*What is being asked*
Pick out each line in these entries that contains the string "place".

START Information supplied

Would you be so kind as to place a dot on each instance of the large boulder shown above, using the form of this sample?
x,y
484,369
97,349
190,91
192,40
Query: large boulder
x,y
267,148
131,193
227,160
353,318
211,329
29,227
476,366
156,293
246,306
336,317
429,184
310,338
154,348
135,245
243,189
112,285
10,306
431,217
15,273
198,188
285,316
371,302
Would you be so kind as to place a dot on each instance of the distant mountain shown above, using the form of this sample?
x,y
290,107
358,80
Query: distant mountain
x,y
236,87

END Information supplied
START Information supplied

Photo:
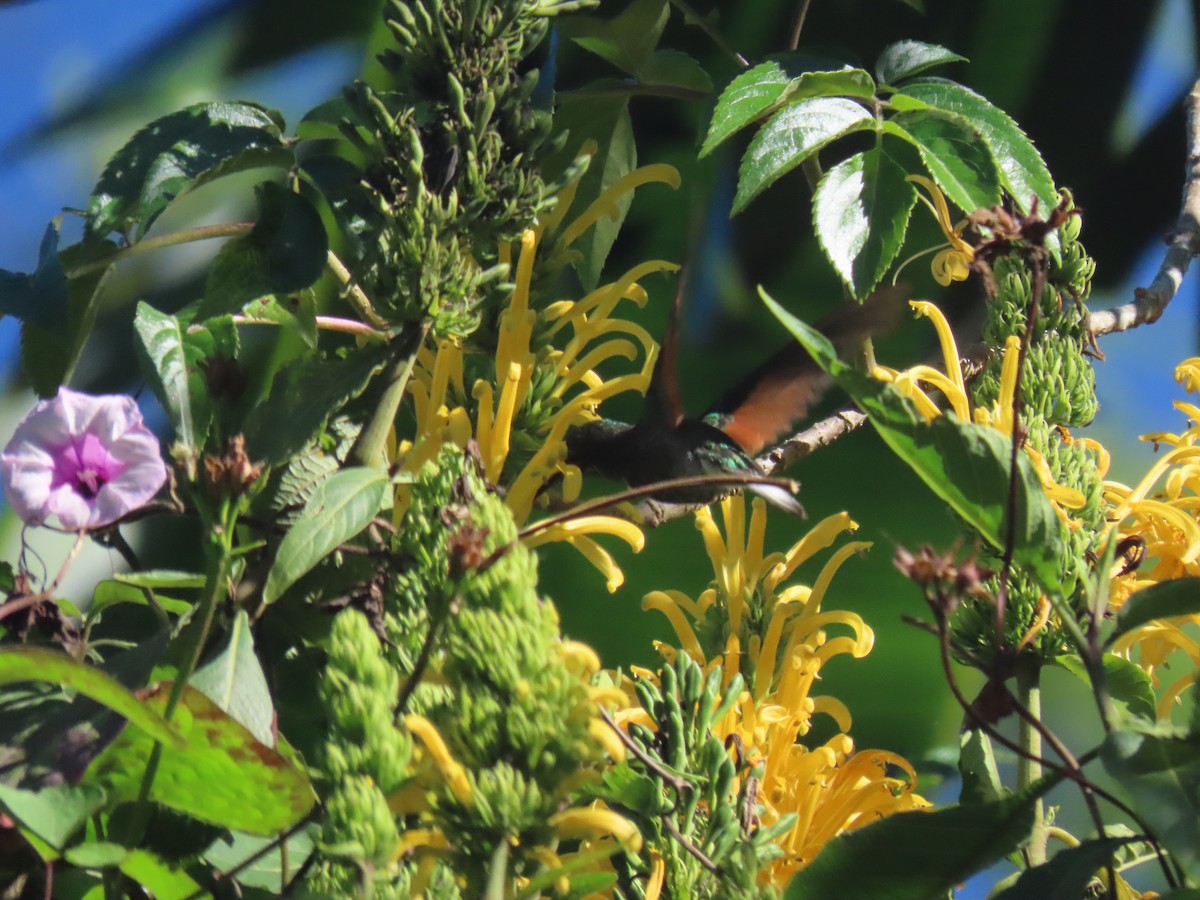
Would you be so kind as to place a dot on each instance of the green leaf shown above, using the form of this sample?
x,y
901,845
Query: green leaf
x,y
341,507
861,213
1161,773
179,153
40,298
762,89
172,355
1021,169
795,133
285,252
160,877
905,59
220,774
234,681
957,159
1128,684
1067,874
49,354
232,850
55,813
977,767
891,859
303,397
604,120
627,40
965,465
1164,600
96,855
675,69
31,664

END Information supplied

*Exercise solution*
Would you be so kind as to place a dot on each instance of the large boulder shown above, using the form of this sample?
Would you be so kind as to place a dot on each instance of the distant mountain shown above, using the form of this sample?
Would you be so kind as to place a dot on each instance of the green leaf shown above, using the form of this sample?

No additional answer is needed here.